The input
= = = = =
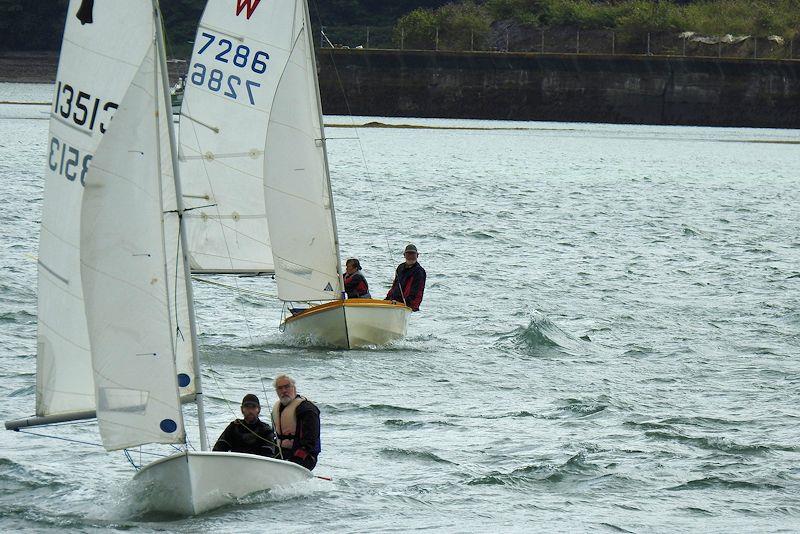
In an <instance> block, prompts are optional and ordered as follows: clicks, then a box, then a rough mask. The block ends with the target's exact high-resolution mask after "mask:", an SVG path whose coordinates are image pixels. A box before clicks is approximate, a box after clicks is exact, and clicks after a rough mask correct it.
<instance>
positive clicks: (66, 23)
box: [36, 0, 153, 416]
mask: <svg viewBox="0 0 800 534" xmlns="http://www.w3.org/2000/svg"><path fill="white" fill-rule="evenodd" d="M83 3H84V4H87V6H85V7H84V9H83V10H80V8H81V4H82V2H81V1H79V0H71V1H70V3H69V7H68V14H67V22H66V27H65V29H64V39H63V43H62V46H61V56H60V60H59V67H58V74H57V77H56V83H55V95H54V96H53V106H52V108H51V118H50V135H49V137H48V145H47V147H48V164H47V167H46V168H45V186H44V187H45V189H44V191H45V192H44V202H43V211H42V224H41V237H40V241H39V272H38V343H37V356H36V358H37V384H36V414H37V415H38V416H46V415H52V414H69V413H72V412H79V411H85V410H93V409H94V407H95V399H94V387H93V382H92V367H91V357H90V353H89V337H88V332H87V327H86V319H85V315H84V302H83V291H82V289H81V279H80V258H79V242H80V234H79V229H80V206H81V197H82V195H83V191H84V187H83V184H84V183H85V180H86V176H87V171H88V168H89V166H90V163H91V162H92V156H93V154H94V153H95V150H96V148H97V146H98V144H99V143H100V141H101V140H102V139H103V137H104V132H105V131H106V129H107V128H108V127H109V124H110V122H111V118H112V116H113V115H114V112H115V110H116V109H117V107H118V104H119V102H120V101H121V100H122V97H123V95H124V94H125V91H126V90H127V89H128V86H129V85H130V83H131V80H132V79H133V77H134V75H135V74H136V71H137V70H138V68H139V65H140V64H141V62H142V58H143V57H144V55H145V53H146V51H147V49H148V47H149V46H150V45H151V43H152V32H153V21H152V19H153V9H152V6H151V5H150V2H97V3H95V5H94V8H93V9H92V8H91V5H89V3H87V2H83ZM87 7H88V9H87ZM79 10H80V13H79ZM79 15H80V17H81V18H82V19H83V20H79V19H78V16H79ZM98 72H100V73H108V74H104V75H100V76H98V74H97V73H98ZM111 73H113V74H111Z"/></svg>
= = = = =
Work required
Which lines above contain the word "instance"? Copy all of them.

Response to the exercise
In an <instance> block, prompts are optional and ordered as follows: clicks, then a box, then a rough mask. The block ends with the target's exact high-resolution mask after "mask:", an SVG path whose coordinates are image pixels. A box before clicks is approximate, a box after clicks is exact, and clicks after a rough mask correct it.
<instance>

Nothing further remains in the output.